### Recorded data
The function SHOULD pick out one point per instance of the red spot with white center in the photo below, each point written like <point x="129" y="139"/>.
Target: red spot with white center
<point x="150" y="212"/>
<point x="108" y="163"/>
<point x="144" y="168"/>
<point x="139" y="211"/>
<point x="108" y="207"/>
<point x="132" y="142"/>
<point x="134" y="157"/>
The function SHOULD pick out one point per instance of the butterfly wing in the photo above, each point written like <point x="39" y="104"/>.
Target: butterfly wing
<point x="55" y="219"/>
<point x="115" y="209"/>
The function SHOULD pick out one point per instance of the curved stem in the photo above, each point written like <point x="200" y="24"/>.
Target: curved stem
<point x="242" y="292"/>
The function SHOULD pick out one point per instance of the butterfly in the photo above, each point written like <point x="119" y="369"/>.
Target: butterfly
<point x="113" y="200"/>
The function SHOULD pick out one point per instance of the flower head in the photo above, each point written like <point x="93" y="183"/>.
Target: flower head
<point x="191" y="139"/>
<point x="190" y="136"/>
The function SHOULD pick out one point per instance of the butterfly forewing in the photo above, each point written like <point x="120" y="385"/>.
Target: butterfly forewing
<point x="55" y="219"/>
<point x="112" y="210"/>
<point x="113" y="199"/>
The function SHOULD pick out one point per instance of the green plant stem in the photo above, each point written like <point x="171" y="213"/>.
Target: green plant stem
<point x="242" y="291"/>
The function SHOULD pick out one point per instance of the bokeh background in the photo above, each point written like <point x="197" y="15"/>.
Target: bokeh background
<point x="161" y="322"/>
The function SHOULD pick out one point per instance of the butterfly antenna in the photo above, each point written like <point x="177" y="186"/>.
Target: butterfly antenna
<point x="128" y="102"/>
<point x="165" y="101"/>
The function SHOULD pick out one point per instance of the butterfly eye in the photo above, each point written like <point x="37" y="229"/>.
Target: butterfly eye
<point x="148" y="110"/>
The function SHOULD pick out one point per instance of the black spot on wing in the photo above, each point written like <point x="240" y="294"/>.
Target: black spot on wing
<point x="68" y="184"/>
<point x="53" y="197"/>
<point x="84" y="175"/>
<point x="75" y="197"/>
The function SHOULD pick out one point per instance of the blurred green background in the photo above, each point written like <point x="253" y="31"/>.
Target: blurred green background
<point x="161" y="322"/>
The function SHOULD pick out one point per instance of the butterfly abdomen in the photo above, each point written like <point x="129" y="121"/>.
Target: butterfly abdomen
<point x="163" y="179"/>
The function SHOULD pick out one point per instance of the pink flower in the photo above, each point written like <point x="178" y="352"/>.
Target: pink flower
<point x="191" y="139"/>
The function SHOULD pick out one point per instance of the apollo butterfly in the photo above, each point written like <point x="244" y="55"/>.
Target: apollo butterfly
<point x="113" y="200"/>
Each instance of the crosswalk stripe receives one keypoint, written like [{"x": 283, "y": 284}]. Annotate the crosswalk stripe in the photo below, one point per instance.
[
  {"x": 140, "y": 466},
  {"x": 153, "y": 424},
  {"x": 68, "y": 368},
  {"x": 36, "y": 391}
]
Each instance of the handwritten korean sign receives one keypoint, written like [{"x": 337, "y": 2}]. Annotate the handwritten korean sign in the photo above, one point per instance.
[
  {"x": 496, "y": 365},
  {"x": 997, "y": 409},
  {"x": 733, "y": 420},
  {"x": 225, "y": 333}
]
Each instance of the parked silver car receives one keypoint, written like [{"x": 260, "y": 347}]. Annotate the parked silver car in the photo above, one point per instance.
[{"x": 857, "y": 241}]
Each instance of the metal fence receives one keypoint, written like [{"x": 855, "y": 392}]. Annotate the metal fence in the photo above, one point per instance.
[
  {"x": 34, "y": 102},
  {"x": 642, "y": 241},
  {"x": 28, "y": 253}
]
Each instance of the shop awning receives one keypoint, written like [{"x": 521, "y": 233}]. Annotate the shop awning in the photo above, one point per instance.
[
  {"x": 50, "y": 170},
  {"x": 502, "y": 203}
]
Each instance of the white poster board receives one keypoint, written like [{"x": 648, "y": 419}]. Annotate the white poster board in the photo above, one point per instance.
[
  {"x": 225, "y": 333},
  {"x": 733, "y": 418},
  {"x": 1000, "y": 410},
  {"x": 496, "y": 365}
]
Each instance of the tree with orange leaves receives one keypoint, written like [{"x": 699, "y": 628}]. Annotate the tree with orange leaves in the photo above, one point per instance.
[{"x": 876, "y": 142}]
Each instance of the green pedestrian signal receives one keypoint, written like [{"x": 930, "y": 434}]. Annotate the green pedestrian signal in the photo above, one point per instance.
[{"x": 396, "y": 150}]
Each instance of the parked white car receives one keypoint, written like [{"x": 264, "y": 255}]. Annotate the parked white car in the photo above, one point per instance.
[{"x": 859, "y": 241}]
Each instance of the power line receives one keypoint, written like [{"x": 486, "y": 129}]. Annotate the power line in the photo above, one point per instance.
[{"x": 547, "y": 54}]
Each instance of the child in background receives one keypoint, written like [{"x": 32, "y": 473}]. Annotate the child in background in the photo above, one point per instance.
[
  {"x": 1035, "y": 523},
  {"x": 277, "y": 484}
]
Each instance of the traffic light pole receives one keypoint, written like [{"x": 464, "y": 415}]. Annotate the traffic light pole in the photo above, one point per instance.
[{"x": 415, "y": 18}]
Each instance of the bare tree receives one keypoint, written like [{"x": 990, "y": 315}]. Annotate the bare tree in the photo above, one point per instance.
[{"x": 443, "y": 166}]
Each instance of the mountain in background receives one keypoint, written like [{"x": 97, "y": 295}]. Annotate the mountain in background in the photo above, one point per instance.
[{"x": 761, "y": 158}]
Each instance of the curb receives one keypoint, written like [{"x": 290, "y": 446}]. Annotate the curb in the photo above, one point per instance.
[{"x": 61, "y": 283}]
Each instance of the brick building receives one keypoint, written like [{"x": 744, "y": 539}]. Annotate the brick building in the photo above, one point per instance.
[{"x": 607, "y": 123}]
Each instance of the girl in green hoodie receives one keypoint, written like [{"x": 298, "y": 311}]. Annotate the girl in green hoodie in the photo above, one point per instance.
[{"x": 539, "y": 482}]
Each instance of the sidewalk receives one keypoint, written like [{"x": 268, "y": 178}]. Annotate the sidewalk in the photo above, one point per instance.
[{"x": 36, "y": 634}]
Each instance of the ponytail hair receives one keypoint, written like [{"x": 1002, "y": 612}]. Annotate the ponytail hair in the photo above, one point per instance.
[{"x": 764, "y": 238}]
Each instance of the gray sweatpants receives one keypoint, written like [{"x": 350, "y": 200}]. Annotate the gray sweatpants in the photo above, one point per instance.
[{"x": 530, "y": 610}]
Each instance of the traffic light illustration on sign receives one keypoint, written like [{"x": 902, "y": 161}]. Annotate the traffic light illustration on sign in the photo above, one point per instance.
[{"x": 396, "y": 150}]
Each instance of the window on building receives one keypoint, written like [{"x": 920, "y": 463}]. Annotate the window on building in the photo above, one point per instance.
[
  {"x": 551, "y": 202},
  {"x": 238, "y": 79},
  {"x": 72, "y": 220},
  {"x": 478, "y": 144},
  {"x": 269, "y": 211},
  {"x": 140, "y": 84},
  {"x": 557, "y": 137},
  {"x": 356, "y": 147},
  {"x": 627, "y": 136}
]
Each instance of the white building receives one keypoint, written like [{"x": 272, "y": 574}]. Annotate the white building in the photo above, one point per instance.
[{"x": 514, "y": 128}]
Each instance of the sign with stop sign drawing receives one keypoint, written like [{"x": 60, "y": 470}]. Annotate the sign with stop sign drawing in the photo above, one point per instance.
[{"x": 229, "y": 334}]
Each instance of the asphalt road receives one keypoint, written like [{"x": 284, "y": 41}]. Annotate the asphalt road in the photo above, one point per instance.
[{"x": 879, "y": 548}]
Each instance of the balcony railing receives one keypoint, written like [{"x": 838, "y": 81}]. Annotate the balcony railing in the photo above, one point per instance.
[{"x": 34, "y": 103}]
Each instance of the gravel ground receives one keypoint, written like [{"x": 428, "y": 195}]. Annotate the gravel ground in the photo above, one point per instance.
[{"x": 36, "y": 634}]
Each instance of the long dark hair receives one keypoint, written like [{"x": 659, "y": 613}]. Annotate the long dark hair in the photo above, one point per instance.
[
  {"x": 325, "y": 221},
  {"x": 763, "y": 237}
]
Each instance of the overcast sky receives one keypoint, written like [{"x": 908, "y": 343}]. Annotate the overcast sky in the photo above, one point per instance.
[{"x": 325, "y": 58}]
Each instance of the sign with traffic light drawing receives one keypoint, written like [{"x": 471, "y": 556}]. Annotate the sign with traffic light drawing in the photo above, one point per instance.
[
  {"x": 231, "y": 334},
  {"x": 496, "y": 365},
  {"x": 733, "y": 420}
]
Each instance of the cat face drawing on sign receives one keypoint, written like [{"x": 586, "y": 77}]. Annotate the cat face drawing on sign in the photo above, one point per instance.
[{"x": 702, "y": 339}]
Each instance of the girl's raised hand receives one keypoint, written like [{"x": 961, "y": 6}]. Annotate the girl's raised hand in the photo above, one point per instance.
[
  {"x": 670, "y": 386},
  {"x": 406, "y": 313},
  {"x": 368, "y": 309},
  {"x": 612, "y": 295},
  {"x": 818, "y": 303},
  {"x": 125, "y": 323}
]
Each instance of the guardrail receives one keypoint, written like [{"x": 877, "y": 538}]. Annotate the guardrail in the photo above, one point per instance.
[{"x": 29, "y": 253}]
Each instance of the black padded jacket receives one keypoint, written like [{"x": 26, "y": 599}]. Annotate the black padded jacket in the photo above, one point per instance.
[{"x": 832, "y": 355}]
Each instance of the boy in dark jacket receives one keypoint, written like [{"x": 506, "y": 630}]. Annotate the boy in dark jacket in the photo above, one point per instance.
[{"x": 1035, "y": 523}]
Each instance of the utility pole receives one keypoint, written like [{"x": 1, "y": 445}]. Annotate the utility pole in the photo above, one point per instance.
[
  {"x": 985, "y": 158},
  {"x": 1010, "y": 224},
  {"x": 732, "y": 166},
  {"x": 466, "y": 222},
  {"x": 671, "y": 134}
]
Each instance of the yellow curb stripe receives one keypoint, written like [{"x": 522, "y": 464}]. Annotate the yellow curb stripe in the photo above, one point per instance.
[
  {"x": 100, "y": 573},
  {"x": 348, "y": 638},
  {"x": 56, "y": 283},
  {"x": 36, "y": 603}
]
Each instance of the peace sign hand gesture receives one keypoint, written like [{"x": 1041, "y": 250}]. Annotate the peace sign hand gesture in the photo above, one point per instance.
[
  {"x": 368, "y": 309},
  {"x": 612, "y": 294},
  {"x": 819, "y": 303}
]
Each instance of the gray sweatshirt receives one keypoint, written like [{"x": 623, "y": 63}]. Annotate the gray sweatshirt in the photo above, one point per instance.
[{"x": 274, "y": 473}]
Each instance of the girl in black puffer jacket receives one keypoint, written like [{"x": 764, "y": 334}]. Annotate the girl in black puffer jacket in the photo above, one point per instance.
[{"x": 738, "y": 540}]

### EXERCISE BRIEF
Reproduce only the lines running from the one with "Each instance of the black" through the final line of the listing above, both ends included.

### OUTPUT FOR THIS EXERCISE
Each instance of the black padded jacket receives one keypoint, written like [{"x": 26, "y": 599}]. Annotate the black padded jacket in the photo above, one point per instance.
[{"x": 832, "y": 355}]
Each instance of the boy in dark jacket receives one keypoint, written like [{"x": 506, "y": 630}]. Annotate the boy in dark jacket in the photo above, one point per instance.
[{"x": 1035, "y": 523}]
Each instance of the utility pole receives one keypoint, written like [{"x": 1, "y": 445}]. Annotate the utility pole in the photo above, one point per instance.
[
  {"x": 985, "y": 158},
  {"x": 1010, "y": 224},
  {"x": 732, "y": 166},
  {"x": 466, "y": 222},
  {"x": 671, "y": 134}
]
Each instance of the yellow curb stripe receives one keypoint, written like [{"x": 522, "y": 464}]. Annotate the yellow curb stripe in the photo above, one point per instance.
[
  {"x": 100, "y": 573},
  {"x": 348, "y": 638},
  {"x": 56, "y": 283},
  {"x": 36, "y": 603}
]
Each instance of the peace sign hand gesture receives one keypoint, written like [{"x": 1041, "y": 250}]. Annotate the peace sign hand gesture in the photo above, one point per instance.
[
  {"x": 368, "y": 309},
  {"x": 612, "y": 294},
  {"x": 819, "y": 303}
]
Each instance of the gray sweatshirt receives one keypoint, written like [{"x": 623, "y": 63}]. Annotate the gray sweatshirt in the photo above, one point per instance.
[{"x": 274, "y": 473}]
Each instance of the girl in black puffer jacket receives one keypoint, written like [{"x": 764, "y": 334}]. Annotate the girl in black puffer jacket in the photo above, one point per instance.
[{"x": 738, "y": 540}]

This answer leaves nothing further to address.